**Supplied records**:
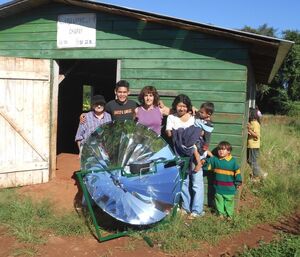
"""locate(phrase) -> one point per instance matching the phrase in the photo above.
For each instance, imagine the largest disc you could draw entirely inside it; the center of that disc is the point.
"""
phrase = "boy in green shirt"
(227, 179)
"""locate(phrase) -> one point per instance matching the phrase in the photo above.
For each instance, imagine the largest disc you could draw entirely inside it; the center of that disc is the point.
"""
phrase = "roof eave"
(283, 49)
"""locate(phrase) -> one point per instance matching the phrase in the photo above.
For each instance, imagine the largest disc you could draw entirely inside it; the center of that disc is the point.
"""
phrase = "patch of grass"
(28, 221)
(25, 252)
(287, 246)
(276, 196)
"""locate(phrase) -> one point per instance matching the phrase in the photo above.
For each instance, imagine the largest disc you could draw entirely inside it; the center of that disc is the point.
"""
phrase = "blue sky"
(233, 14)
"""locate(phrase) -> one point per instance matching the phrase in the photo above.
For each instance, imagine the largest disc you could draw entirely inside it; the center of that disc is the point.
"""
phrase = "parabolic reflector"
(129, 178)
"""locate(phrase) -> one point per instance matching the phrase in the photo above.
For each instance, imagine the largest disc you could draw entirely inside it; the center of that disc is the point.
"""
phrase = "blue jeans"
(193, 192)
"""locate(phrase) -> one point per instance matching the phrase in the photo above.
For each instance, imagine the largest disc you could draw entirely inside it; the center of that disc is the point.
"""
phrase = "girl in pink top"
(149, 113)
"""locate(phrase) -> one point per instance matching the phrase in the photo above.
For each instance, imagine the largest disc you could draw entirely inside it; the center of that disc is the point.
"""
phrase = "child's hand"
(82, 118)
(198, 167)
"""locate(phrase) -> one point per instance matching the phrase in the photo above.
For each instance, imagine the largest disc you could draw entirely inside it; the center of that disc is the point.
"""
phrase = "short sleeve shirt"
(174, 122)
(121, 111)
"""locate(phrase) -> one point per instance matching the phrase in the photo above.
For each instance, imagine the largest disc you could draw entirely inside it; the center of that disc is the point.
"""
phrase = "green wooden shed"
(51, 49)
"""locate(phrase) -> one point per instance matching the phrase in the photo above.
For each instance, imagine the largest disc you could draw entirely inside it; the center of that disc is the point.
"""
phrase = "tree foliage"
(285, 87)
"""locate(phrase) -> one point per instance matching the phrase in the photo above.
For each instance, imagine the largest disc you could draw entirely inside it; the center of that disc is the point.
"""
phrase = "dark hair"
(98, 99)
(182, 99)
(148, 90)
(208, 107)
(226, 145)
(253, 115)
(122, 83)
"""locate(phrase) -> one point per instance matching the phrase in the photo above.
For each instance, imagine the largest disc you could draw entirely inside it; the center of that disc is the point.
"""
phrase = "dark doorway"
(99, 76)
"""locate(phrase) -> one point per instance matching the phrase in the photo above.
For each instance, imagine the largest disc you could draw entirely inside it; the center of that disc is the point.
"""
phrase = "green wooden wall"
(204, 67)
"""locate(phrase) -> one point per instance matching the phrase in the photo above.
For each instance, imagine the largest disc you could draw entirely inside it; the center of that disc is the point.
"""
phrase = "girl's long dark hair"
(182, 99)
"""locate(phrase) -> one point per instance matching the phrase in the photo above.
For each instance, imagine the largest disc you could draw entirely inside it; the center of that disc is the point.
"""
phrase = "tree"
(290, 70)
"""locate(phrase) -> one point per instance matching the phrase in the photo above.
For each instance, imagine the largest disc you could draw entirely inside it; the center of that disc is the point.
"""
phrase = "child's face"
(181, 109)
(223, 152)
(98, 108)
(203, 114)
(148, 99)
(122, 94)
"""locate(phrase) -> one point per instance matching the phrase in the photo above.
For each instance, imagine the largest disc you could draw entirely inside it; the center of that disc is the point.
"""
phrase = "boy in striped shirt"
(227, 179)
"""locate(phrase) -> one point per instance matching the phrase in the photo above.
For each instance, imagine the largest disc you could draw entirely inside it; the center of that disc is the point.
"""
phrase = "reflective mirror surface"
(130, 180)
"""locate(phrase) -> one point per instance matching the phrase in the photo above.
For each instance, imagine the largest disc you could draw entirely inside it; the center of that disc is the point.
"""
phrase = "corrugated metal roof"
(266, 53)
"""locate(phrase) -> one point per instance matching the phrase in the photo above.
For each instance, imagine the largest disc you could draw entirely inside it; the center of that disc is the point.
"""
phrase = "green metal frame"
(80, 175)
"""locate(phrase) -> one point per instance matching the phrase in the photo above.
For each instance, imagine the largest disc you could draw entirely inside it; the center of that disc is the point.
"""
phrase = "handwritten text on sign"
(76, 30)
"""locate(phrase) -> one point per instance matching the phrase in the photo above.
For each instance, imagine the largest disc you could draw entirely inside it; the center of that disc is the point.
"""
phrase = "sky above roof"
(232, 14)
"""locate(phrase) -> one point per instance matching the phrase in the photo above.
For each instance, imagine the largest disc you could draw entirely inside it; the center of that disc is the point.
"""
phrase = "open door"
(25, 104)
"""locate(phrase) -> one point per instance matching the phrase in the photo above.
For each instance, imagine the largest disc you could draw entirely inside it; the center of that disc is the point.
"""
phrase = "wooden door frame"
(54, 82)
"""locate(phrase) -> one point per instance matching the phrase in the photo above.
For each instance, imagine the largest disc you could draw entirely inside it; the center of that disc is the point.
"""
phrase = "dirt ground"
(65, 185)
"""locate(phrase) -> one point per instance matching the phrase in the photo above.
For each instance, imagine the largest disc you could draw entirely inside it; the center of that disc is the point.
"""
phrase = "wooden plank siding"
(174, 60)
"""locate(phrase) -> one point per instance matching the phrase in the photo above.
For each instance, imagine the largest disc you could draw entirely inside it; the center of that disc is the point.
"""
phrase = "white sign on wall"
(76, 30)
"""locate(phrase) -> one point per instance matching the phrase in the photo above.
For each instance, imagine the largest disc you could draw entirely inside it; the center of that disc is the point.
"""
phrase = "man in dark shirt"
(121, 108)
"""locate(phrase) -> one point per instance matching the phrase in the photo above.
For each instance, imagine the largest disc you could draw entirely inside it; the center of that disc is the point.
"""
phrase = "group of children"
(190, 132)
(191, 137)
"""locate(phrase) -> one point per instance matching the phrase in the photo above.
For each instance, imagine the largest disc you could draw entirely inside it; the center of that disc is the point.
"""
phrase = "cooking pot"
(140, 167)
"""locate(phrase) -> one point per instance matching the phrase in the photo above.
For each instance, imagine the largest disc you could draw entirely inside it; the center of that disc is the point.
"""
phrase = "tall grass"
(28, 221)
(287, 246)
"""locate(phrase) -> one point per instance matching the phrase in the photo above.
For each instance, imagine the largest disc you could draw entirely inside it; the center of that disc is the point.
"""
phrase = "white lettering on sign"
(76, 30)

**Aim of the exercise**:
All entries above should be printed exactly, though without their pictures.

**Solved problem**:
"""locate(phrase) -> one point per instance matching the phrase in the photo above.
For each instance, imagine the largest disc you could draw entirely inside it; the center of that disc is the point.
"""
phrase = "boy in green shirt"
(227, 179)
"""locate(phrase) -> one point per instance matching the phrase in the photo above.
For each instance, imagine the largest disc you could draw entirely inside it; the center of that disc is the point.
"""
phrase = "roof eave"
(283, 49)
"""locate(phrase) -> one point per instance matching the phrase in the photo above.
For each instance, imagine the largest disc you could draw entirely inside it; the center of that disc is the point.
"""
phrase = "patch of grass"
(28, 221)
(25, 252)
(287, 246)
(276, 196)
"""locate(phrase) -> one point per instance matching the phrase in the photo above.
For each instance, imagine the largest disc you could draw entirely inside it; the center of that disc is the point.
"""
phrase = "blue sky"
(233, 14)
"""locate(phrase) -> one point per instance matching the phrase in the photo above.
For each instance, imagine the largest disc you could draw entirely inside it; the center of that disc is the point.
"""
phrase = "parabolic reflector"
(129, 178)
"""locate(phrase) -> one point per instance matching the phrase in the photo above.
For each instance, imagine the largest disc you could draw entirely inside it; the center of that disc is the point.
"""
phrase = "blue jeans"
(193, 192)
"""locate(phrase) -> one point per instance matching the phrase in the photo above.
For each instance, imagine the largest disc you could draw entirely inside it; the center of that disc is the point.
"""
phrase = "girl in pink top"
(149, 113)
"""locate(phrase) -> one point per instance matching the phrase in the photo above.
For each instance, imagine the largest disc you could draw entirely inside it; the center of that disc is the point.
"""
phrase = "child's hand"
(82, 118)
(198, 167)
"""locate(phrase) -> one point per instance matching the phrase in the photo above.
For each instance, imagine the largest disc you could draw entirely inside it; the center of that disc is the point.
"""
phrase = "short sleeve shirt"
(174, 122)
(121, 111)
"""locate(phrase) -> one point per instance matching the phrase in the photo above.
For each instance, imagine the largest disc you could draw entirely inside it; the center of that disc is the point.
"""
phrase = "green wooden shed"
(51, 49)
"""locate(phrase) -> one point per instance matching the phrase in the photo above.
For each instance, imagine the largest disc you could draw entirely inside it; the center of that disc is the point.
"""
phrase = "tree foliage"
(285, 87)
"""locate(phrase) -> one point per instance matching the phrase in the photo above.
For each instance, imagine the largest disc you could draw entirely inside it; the center of that disc is the point.
"""
phrase = "dark hair"
(98, 99)
(182, 99)
(148, 90)
(208, 107)
(226, 145)
(253, 115)
(122, 83)
"""locate(phrase) -> one point per instance matching the phrase in the photo above.
For each instance, imagine the largest disc you could draw entirely inside it; the center of that disc is the point.
"""
phrase = "dark doorway"
(99, 76)
"""locate(phrase) -> one point per instance matching the phrase in the photo above.
For each instance, imagine the largest disc you could draw entirely inside it; the center of that disc is the point.
"""
phrase = "green wooden wall"
(204, 67)
"""locate(phrase) -> one point per instance matching the phrase in the photo above.
For each instance, imagine the largest disc you could draw entirely inside it; the center of that disc is the point.
"""
phrase = "girl's long dark hair"
(182, 99)
"""locate(phrase) -> one point per instance matching the phrase in the photo above.
For each instance, imagine the largest disc you could draw entirely inside it; the center of that disc is the point.
"""
phrase = "tree"
(290, 70)
"""locate(phrase) -> one point per instance matching the phrase in the photo above.
For each instance, imagine the largest disc you could draw entirely inside it; the center of that disc is the point.
"""
phrase = "child's face"
(181, 109)
(223, 152)
(98, 108)
(203, 114)
(148, 99)
(122, 94)
"""locate(phrase) -> one point per instance matching the phrase in the photo above.
For each instance, imagine the largest disc you could draw entirely inside it; the center of that disc is the point.
"""
phrase = "boy in striped shirt"
(227, 179)
"""locate(phrase) -> one point per instance matching the phrase in the photo above.
For each instance, imagine the largest disc you could draw entirely inside it; the center of that disc is the point.
"""
phrase = "reflective mirror surface"
(130, 180)
"""locate(phrase) -> one point per instance matching the phrase in the photo above.
For each instance, imagine the largest disc you could draw entirely inside it; the center of that disc is the point.
"""
phrase = "corrugated metal roof"
(266, 53)
"""locate(phrase) -> one point per instance matching the phrase in the photo above.
For each instance, imagine the largest disc you could draw entirely inside it; the center of that disc is the point.
"""
phrase = "green metal frame"
(80, 175)
"""locate(phrase) -> one point per instance matching the phrase in the photo above.
For each instance, imagine the largest disc you could draw entirely inside it; the center of that disc is the point.
"""
phrase = "handwritten text on sign"
(76, 30)
"""locate(phrase) -> one point per instance matching the phrase in the photo above.
For each instance, imagine the largest disc you could draw entirely inside it; the center of that disc is the point.
"""
phrase = "sky above roof"
(232, 14)
"""locate(phrase) -> one point per instance matching the phrase in the photo above.
For each instance, imagine the largest disc you could draw entirely inside it; the center of that disc is the point.
"""
phrase = "open door"
(25, 104)
"""locate(phrase) -> one point per instance matching the phrase in the photo above.
For each instance, imagine the largest disc you could draw entirely inside it; the center of that disc is the point.
"""
phrase = "wooden door frame"
(54, 82)
"""locate(phrase) -> one point per instance matching the phrase in the photo above.
For each instance, imagine the largest disc you could draw entirely inside it; the center of that disc is the point.
"""
phrase = "dirt ground"
(65, 185)
"""locate(phrase) -> one point per instance matching the phrase in the photo above.
For each instance, imagine the largest disc you could draw entirely inside it; the center of that disc is the point.
"""
phrase = "wooden plank siding"
(174, 60)
"""locate(phrase) -> one point per instance matching the phrase in the photo above.
For each instance, imagine the largest disc you could draw entirely inside it; the center of that disc is the point.
"""
phrase = "white sign on wall"
(76, 30)
"""locate(phrase) -> one point per instance matching the phrase in the photo above.
For each instance, imagine the largest disc you could draw entirely inside it; the center of that disc is the point.
"""
phrase = "man in dark shirt"
(121, 108)
"""locate(phrase) -> one point per instance matching the phrase in the photo above.
For each instance, imagine the largest disc you could draw entirely inside it; the center of that disc is the point.
"""
phrase = "group of children"
(190, 132)
(191, 137)
"""locate(phrase) -> one point per instance matching the phrase in the photo above.
For each instance, imagine the largest disc you could draw entirely inside it; the center of that disc is the point.
"""
phrase = "cooking pot"
(140, 167)
"""locate(phrase) -> one point per instance matching the phrase in the photo above.
For each instance, imagine the largest disc you could draw entirely inside it; the center of that disc is the point.
"""
phrase = "tall grass"
(28, 221)
(287, 246)
"""locate(phrase) -> one point per instance matching the phrase in the photo above.
For each instance, imagine the largest disc you could draw entirely inside it; the center of that disc is the point.
"""
phrase = "white lettering on sign"
(76, 30)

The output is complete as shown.